> _Data records_:
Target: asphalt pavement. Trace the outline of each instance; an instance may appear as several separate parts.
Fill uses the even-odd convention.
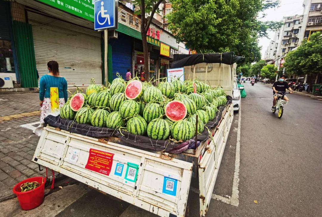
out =
[[[206,216],[321,216],[322,101],[289,95],[279,119],[270,110],[271,87],[243,84],[247,96],[234,115]],[[66,183],[32,212],[19,211],[16,198],[2,202],[7,207],[4,216],[156,216],[83,185]],[[200,216],[197,192],[191,188],[190,217]]]

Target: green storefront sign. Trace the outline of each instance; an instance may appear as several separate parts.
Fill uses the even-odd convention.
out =
[[[94,22],[94,0],[38,0],[76,16]]]

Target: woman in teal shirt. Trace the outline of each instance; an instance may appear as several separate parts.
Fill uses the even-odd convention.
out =
[[[40,125],[35,131],[35,133],[40,136],[43,126],[43,119],[51,112],[50,103],[50,88],[56,87],[58,89],[59,108],[67,102],[67,81],[63,77],[59,75],[58,63],[52,60],[47,63],[48,73],[41,77],[39,85],[40,104],[41,107]]]

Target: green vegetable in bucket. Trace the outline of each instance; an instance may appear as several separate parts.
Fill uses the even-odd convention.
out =
[[[20,189],[22,192],[25,192],[28,191],[33,190],[35,188],[38,187],[40,185],[40,184],[38,182],[25,182],[20,185]]]

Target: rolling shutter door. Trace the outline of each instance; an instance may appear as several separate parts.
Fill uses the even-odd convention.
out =
[[[92,78],[102,84],[100,33],[32,12],[28,18],[40,77],[48,73],[47,63],[54,60],[69,87],[88,86]]]
[[[113,79],[118,72],[124,80],[128,69],[132,68],[133,38],[118,33],[117,39],[109,40],[112,46],[112,64]]]

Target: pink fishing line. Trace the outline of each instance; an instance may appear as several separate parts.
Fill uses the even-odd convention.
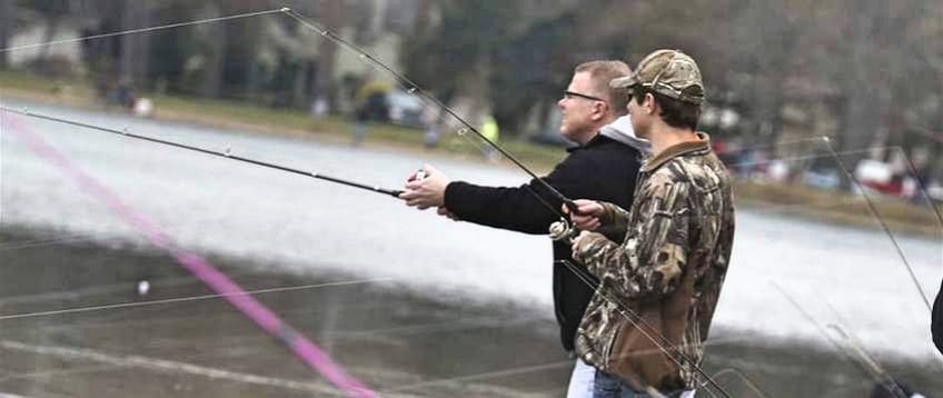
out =
[[[183,268],[206,283],[211,290],[219,295],[225,295],[224,298],[246,317],[255,321],[270,335],[285,341],[291,351],[310,368],[317,370],[328,381],[350,397],[377,396],[366,385],[345,372],[322,349],[288,326],[288,324],[282,321],[275,312],[261,305],[258,300],[246,293],[239,285],[236,285],[236,282],[209,263],[209,261],[178,246],[155,222],[148,220],[142,213],[121,201],[115,192],[82,171],[62,152],[43,141],[39,135],[33,132],[19,118],[9,115],[9,112],[3,113],[6,113],[6,117],[2,121],[8,127],[11,127],[7,131],[12,131],[20,141],[26,143],[38,156],[58,167],[62,173],[70,177],[82,190],[105,202],[125,222],[131,225],[147,237],[152,245],[172,253]]]

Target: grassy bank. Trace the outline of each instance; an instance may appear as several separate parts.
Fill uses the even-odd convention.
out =
[[[103,108],[93,100],[92,89],[82,82],[41,79],[21,72],[0,72],[0,99],[20,98],[81,108]],[[143,93],[155,102],[153,117],[161,120],[190,122],[210,127],[241,129],[270,135],[291,136],[329,142],[349,142],[353,126],[348,118],[312,119],[296,109],[275,109],[247,102],[211,100],[193,97]],[[466,139],[468,138],[468,139]],[[461,138],[444,131],[443,141],[434,149],[423,147],[423,131],[393,125],[369,125],[367,146],[394,150],[424,151],[483,161],[475,138]],[[522,162],[538,172],[548,171],[564,151],[520,140],[503,140],[502,145]],[[816,190],[805,186],[738,181],[741,206],[797,215],[831,222],[881,228],[860,196]],[[916,233],[939,238],[943,233],[937,213],[930,205],[914,205],[893,198],[874,198],[876,212],[893,232]],[[943,209],[941,209],[943,210]]]

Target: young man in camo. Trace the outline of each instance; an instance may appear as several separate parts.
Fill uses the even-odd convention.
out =
[[[576,348],[598,370],[594,397],[648,397],[652,389],[689,396],[729,262],[729,176],[709,137],[696,132],[704,84],[691,57],[655,51],[611,84],[629,89],[633,128],[654,156],[643,163],[629,211],[577,200],[572,218],[584,232],[573,257],[600,286]],[[588,232],[600,226],[624,228],[625,240]]]

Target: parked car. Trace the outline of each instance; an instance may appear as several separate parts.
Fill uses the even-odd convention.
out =
[[[400,90],[386,94],[389,121],[396,125],[423,127],[423,100]]]

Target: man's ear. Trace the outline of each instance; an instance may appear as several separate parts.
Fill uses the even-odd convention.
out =
[[[603,101],[596,101],[593,103],[593,117],[598,119],[603,119],[606,117],[606,112],[609,111],[609,105]]]
[[[651,92],[645,93],[645,101],[642,103],[648,115],[658,115],[658,102],[655,101],[655,96]]]

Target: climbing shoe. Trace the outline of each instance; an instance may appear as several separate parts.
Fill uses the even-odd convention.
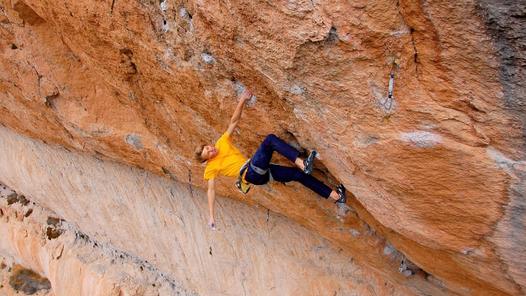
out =
[[[345,186],[343,186],[343,184],[340,184],[340,186],[338,186],[338,188],[336,189],[336,193],[338,193],[338,196],[340,196],[340,198],[334,202],[335,203],[337,202],[343,203],[347,201],[347,198],[345,197]]]
[[[307,157],[307,159],[303,161],[303,165],[305,167],[305,169],[303,170],[303,172],[305,173],[308,175],[312,174],[312,163],[314,163],[314,157],[316,156],[316,151],[314,151],[310,153],[310,155],[309,157]]]

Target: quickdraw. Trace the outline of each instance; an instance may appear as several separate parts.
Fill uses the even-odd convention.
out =
[[[397,62],[396,59],[393,57],[392,62],[391,63],[391,67],[389,68],[389,72],[391,73],[390,76],[389,77],[389,94],[387,97],[386,98],[386,101],[382,103],[383,106],[388,110],[391,109],[391,107],[393,105],[393,86],[394,84],[394,72],[393,72],[393,64],[396,65],[396,72],[398,72],[399,65],[398,62]],[[389,101],[389,105],[388,107],[386,104],[387,101]]]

> _What this task involves_: Reproduce all of the items above with every occurrence of "even-odd" replaced by "nonzero", leaving everything else unchanged. Omit the pictures from your answer.

> _Worked solution_:
Target: asphalt pavement. Trace the outline of each instance; an instance may appear as several separate parts.
Fill uses the nonzero convention.
out =
[[[206,216],[321,216],[322,101],[289,95],[279,119],[270,110],[271,87],[243,84],[247,96],[234,115]],[[66,183],[32,212],[19,211],[16,198],[2,202],[7,207],[4,216],[156,216],[83,185]],[[200,216],[197,192],[191,188],[190,217]]]

Target: green storefront sign. Trace the outline of each instance; an instance may appear as several separate parts.
Fill uses the nonzero convention.
out =
[[[94,22],[94,0],[38,0],[76,16]]]

Target: woman in teal shirt. Trace the outline of each instance; an instance may appear as several separate parts.
Fill uses the nonzero convention.
out =
[[[40,125],[35,131],[35,133],[40,136],[43,126],[43,119],[51,112],[50,103],[50,88],[56,87],[58,89],[59,108],[67,102],[67,81],[63,77],[59,75],[58,63],[52,60],[47,63],[48,73],[41,77],[39,85],[40,104],[41,107]]]

Target: green vegetable in bucket. Trace the outline of each instance; an instance may appear as several separate parts.
Fill uses the nonzero convention.
out =
[[[20,189],[22,192],[25,192],[28,191],[33,190],[35,188],[38,187],[40,185],[40,184],[38,182],[25,182],[20,185]]]

Target: rolling shutter door. Trace the outline of each instance; an instance may appear as several separate parts.
Fill uses the nonzero convention.
out =
[[[92,78],[102,84],[100,33],[32,12],[28,18],[40,77],[48,73],[47,63],[54,60],[69,87],[88,86]]]
[[[113,79],[118,72],[124,80],[128,69],[132,68],[133,38],[118,33],[117,39],[109,40],[112,46],[112,64]]]

Target: pink fishing line. Trace the outline of each instance; an instance may appear as several separate parts.
Fill uses the nonzero convention.
out =
[[[183,268],[206,283],[211,290],[219,295],[225,295],[224,298],[246,317],[255,321],[270,335],[285,341],[291,351],[310,368],[317,370],[328,381],[350,397],[377,396],[366,385],[345,372],[322,349],[288,326],[288,324],[282,321],[275,312],[261,305],[258,300],[246,293],[239,285],[236,285],[236,282],[209,263],[209,261],[178,246],[155,222],[148,220],[142,213],[121,201],[115,192],[82,171],[62,152],[43,141],[39,135],[33,132],[19,118],[9,115],[9,112],[3,113],[6,113],[6,117],[2,121],[8,127],[11,127],[7,131],[12,131],[20,141],[26,143],[38,156],[58,167],[62,173],[70,177],[82,190],[105,202],[125,222],[131,225],[147,237],[152,245],[172,253]]]

Target: grassy bank. Trace the outline of each instance; an instance may appear as several separate parts.
Fill uses the nonzero convention.
out =
[[[103,108],[93,100],[92,89],[82,82],[41,79],[21,72],[0,72],[0,99],[20,98],[81,108]],[[143,93],[155,102],[153,117],[161,120],[190,122],[210,127],[241,129],[270,135],[291,136],[329,142],[349,142],[353,126],[348,118],[312,119],[296,109],[275,109],[247,102],[211,100],[193,97]],[[466,139],[468,138],[468,139]],[[461,138],[444,131],[443,141],[434,149],[423,147],[423,131],[393,125],[369,125],[367,146],[394,150],[424,151],[483,161],[475,138]],[[522,162],[538,172],[548,171],[564,151],[520,140],[503,140],[502,145]],[[816,190],[805,186],[738,181],[741,206],[797,215],[831,222],[881,228],[860,196]],[[916,233],[939,238],[943,233],[937,213],[930,205],[914,205],[893,198],[874,198],[876,212],[893,232]],[[943,209],[941,209],[943,210]]]

Target: young man in camo. Trace the outline of each instance; an instance may appear as several separate parts.
Fill uses the nonzero convention.
out =
[[[576,348],[598,370],[594,397],[648,397],[652,389],[689,396],[729,262],[729,176],[709,137],[696,132],[704,84],[691,57],[655,51],[611,84],[629,89],[633,128],[654,156],[643,163],[629,211],[577,200],[572,218],[584,232],[573,257],[600,286]],[[588,232],[600,226],[624,228],[625,240]]]

Target: parked car. Trace the outline of each instance; an instance may appear as several separate parts.
Fill uses the nonzero convention.
out =
[[[400,90],[386,94],[389,121],[396,125],[423,127],[423,100]]]

Target: man's ear. Trace the outline of each instance; an instance may appear as several separate parts.
Fill uses the nonzero convention.
out =
[[[603,101],[596,101],[593,103],[593,117],[598,119],[603,119],[606,117],[606,112],[609,111],[609,105]]]
[[[651,92],[645,93],[645,101],[642,103],[648,115],[658,115],[658,102],[655,101],[655,96]]]

Target: climbing shoe. Trace the outline of each instance; an instance may appear as several separate parts.
Fill uses the nonzero convention.
out =
[[[345,186],[343,186],[343,184],[340,184],[340,186],[338,186],[338,188],[336,189],[336,193],[338,193],[338,196],[340,196],[340,198],[334,202],[335,203],[337,202],[343,203],[347,201],[347,198],[345,197]]]
[[[307,157],[307,159],[303,161],[303,165],[305,167],[305,169],[303,170],[303,172],[305,173],[308,175],[312,174],[312,163],[314,163],[314,157],[316,156],[316,151],[314,151],[310,153],[310,155],[309,157]]]

Target: quickdraw. Trace the outline of each instance; an instance may appear as several separate parts.
Fill uses the nonzero convention.
out =
[[[397,62],[396,59],[393,57],[392,62],[391,63],[391,67],[389,68],[389,72],[391,73],[390,76],[389,77],[389,94],[387,97],[386,98],[386,101],[382,103],[383,106],[388,110],[391,109],[391,107],[393,105],[393,86],[394,84],[394,72],[393,72],[393,64],[396,65],[396,72],[398,72],[399,65],[398,62]],[[389,101],[389,105],[388,107],[386,104],[387,101]]]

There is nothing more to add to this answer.